- Work to complete
Filter the records below down to every line that contains the string "target", and copy each of those lines. Treat uppercase and lowercase as different.
:: Records to process ::
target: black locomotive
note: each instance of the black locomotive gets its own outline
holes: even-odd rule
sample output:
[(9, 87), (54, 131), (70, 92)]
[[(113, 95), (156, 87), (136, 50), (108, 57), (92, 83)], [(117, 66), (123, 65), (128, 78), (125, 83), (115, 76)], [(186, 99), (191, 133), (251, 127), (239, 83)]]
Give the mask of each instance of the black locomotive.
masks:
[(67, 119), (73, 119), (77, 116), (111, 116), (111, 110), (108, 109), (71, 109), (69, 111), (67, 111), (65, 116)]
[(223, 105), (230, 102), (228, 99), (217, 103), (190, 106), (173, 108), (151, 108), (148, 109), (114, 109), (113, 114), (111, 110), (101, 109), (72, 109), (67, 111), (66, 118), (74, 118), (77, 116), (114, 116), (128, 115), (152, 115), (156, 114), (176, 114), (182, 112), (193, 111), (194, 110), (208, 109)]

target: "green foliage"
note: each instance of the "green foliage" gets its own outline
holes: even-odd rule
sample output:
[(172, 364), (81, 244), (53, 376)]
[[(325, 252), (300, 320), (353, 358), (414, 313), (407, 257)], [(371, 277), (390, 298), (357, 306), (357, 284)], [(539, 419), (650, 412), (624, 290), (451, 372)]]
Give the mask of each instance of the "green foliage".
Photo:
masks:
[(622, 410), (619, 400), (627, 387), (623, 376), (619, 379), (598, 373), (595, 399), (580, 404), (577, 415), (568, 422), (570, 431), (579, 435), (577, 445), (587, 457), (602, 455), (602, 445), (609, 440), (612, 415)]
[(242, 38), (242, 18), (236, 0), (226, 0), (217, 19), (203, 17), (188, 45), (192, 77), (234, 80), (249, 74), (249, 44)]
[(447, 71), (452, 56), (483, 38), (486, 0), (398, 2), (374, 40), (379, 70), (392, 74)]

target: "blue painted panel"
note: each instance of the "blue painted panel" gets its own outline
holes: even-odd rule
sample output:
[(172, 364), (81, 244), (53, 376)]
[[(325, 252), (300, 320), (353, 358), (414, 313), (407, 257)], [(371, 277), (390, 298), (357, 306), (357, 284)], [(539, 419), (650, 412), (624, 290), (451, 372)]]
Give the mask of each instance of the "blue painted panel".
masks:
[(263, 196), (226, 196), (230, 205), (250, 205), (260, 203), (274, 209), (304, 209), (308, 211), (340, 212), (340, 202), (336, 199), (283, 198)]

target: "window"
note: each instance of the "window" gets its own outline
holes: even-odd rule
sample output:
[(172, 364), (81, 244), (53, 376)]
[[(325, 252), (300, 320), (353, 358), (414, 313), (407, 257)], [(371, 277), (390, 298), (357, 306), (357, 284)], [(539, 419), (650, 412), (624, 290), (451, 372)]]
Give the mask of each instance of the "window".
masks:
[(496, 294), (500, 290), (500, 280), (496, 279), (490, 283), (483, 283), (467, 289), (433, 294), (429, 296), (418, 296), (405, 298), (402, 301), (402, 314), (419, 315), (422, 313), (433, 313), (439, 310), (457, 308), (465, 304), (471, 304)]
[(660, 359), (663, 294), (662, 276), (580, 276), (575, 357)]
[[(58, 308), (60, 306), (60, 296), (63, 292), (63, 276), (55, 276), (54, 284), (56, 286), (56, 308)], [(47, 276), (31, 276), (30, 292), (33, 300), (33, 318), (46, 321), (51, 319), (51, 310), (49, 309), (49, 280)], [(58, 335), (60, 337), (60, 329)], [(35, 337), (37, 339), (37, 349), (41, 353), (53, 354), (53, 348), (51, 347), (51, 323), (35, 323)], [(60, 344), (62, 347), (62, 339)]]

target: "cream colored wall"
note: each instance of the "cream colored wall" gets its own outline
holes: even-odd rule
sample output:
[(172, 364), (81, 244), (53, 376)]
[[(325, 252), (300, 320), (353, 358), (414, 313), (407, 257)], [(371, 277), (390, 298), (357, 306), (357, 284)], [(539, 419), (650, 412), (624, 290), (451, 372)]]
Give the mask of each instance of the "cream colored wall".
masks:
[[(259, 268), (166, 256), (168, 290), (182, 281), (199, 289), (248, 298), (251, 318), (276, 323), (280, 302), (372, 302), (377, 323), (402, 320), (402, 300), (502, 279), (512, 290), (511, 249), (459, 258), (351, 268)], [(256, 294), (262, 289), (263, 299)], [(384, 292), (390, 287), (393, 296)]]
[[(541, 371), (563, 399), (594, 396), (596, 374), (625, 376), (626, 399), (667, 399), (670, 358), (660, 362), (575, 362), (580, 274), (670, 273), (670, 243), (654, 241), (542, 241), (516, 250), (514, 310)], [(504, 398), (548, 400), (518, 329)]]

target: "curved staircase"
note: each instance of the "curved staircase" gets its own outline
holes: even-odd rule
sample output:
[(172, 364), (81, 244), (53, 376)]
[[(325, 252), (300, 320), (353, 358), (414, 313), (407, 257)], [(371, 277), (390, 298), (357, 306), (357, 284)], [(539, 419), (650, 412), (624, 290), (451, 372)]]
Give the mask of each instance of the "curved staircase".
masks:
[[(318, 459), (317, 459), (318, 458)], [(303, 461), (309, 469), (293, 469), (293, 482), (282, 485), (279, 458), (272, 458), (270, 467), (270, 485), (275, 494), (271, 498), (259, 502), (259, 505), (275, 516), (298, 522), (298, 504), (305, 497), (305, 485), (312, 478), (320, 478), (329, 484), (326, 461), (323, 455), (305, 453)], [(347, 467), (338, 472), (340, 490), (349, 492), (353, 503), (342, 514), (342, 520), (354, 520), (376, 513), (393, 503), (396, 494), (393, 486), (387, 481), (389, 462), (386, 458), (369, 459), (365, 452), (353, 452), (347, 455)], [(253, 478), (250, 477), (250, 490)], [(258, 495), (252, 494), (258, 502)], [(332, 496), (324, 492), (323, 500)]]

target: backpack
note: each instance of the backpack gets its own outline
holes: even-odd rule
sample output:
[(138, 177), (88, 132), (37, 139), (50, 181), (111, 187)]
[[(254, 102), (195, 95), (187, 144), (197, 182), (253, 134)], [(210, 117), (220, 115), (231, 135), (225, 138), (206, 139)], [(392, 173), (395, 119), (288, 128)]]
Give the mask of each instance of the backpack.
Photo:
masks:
:::
- Task response
target: black locomotive
target: "green foliage"
target: "blue painted panel"
target: "window"
target: "cream colored wall"
target: "curved staircase"
target: backpack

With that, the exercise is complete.